>> Begin PROVIDED RECORDS

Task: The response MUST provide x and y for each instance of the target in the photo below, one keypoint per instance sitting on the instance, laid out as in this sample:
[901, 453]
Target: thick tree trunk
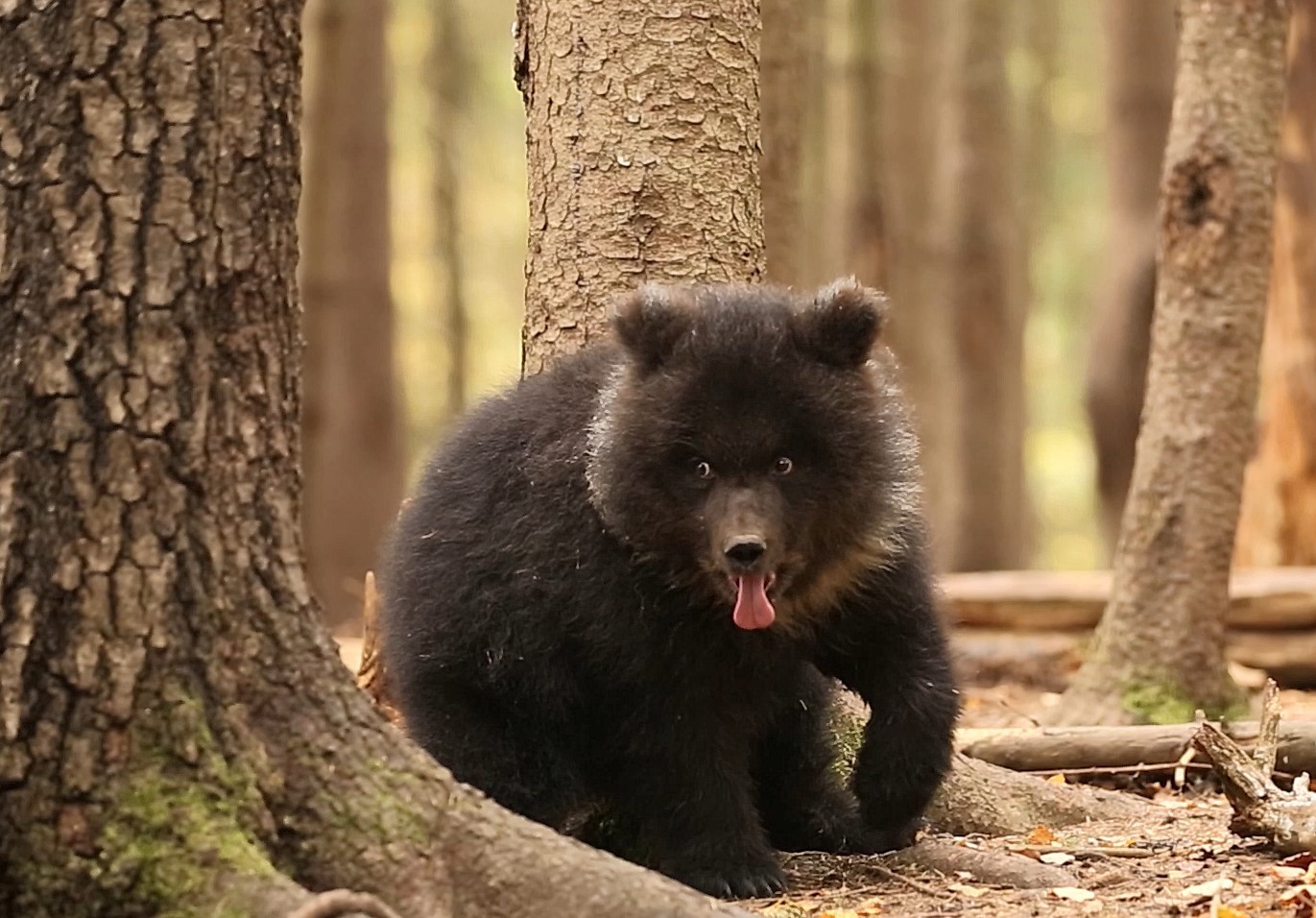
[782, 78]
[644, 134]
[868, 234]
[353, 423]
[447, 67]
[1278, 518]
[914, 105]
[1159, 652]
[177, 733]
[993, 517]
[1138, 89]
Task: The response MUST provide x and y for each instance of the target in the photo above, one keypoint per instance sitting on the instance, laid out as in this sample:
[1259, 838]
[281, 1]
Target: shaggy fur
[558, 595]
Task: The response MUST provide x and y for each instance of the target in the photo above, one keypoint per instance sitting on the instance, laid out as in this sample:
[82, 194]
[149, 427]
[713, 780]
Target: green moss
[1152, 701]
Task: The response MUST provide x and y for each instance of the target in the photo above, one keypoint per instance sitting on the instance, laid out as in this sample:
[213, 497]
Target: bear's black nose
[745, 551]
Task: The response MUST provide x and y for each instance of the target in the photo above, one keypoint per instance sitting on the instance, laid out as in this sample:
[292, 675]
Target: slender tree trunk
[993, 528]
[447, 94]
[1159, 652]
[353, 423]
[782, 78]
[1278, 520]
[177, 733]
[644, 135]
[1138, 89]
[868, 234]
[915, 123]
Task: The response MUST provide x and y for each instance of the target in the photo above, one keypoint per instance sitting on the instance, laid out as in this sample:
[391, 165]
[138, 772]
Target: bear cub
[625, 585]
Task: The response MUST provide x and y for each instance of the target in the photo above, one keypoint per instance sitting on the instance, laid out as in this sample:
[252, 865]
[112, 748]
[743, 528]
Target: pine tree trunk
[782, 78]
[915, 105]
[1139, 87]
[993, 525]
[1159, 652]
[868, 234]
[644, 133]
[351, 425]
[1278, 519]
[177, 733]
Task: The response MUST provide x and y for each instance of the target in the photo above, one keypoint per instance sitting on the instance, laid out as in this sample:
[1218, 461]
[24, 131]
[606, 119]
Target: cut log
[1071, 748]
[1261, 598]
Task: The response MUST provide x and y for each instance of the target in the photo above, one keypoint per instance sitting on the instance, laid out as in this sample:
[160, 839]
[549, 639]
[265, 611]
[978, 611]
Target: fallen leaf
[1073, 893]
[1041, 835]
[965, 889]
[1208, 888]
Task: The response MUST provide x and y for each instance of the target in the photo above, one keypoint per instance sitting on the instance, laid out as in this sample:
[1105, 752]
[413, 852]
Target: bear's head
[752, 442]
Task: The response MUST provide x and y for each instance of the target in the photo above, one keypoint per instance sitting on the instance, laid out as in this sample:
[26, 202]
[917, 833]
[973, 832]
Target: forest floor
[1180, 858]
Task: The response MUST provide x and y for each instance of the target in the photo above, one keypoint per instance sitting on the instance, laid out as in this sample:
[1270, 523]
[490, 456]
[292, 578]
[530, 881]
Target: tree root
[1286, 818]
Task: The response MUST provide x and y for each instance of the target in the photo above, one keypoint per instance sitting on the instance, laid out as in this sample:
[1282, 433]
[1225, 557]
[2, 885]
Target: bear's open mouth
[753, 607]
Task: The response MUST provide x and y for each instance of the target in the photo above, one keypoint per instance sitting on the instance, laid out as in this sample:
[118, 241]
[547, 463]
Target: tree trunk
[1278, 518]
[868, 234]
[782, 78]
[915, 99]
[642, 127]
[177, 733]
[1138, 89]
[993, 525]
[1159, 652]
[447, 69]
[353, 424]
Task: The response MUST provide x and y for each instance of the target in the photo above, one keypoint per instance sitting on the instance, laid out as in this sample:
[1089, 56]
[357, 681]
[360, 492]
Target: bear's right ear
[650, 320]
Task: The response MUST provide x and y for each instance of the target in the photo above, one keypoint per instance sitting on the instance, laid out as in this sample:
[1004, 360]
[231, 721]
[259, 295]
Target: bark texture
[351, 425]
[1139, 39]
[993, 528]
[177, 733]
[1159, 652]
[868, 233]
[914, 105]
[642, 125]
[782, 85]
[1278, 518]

>> End PROVIDED RECORDS

## THE PROBLEM
Switch "keypoint" to "point" everywhere in the entries from the start through the line with "[1261, 598]", changing nothing else. Give those lines back in full, leaving out the pictures.

## WRITTEN REPLY
Task: The response MUST provide x and y for each instance of the target in the photo below, one point per instance sitting on the instance, laid out as in this sample:
[901, 453]
Target: thick tree trunk
[782, 78]
[644, 134]
[868, 234]
[353, 423]
[447, 67]
[1278, 518]
[914, 105]
[1159, 652]
[177, 733]
[993, 517]
[1138, 89]
Task: The response MUST provide x and y for each instance of the target in the photo above, one point per instance sitting on the instance, laid out as in this sample:
[1259, 838]
[281, 1]
Target: shaggy fur
[558, 595]
Task: The response MUST provide x and y for each instance of the target in the photo above, one point per instance sitting on the instance, laid out as in this sample:
[82, 194]
[149, 427]
[713, 780]
Target: green moss
[1152, 701]
Task: The response MUST provide x and y for each instance of the target in the photo above, one point per instance sitting on the instance, laid out as in this sample:
[213, 497]
Target: bear's black nose
[745, 551]
Task: The response MUST provide x and y for each instance of the target in the photo above, one point per instance sitting on the instance, laid out as in this sample:
[292, 675]
Target: slender tree trunk
[993, 528]
[447, 94]
[1159, 652]
[353, 423]
[782, 78]
[1278, 520]
[177, 733]
[644, 135]
[1138, 89]
[868, 234]
[915, 123]
Task: The response MUST provide x and y for each instance of the target in the photo above, one point per instance sitting on the instance, laid out as in this sample:
[391, 165]
[138, 772]
Target: bear cub
[625, 585]
Task: The response MUST provide x and y for each instance of the target in the photo above, one point per instance sitting on the instance, laid out as in this sample:
[252, 865]
[112, 748]
[743, 528]
Target: pine tree trunk
[782, 78]
[915, 105]
[1139, 87]
[993, 525]
[1159, 652]
[868, 234]
[644, 133]
[351, 425]
[1278, 519]
[177, 733]
Task: The response MUST provide x and y for each instance of the target in the photo above, one point per instance sitting on the instance, laid out as in this sample:
[1218, 461]
[24, 131]
[606, 119]
Target: cut log
[1071, 748]
[1261, 598]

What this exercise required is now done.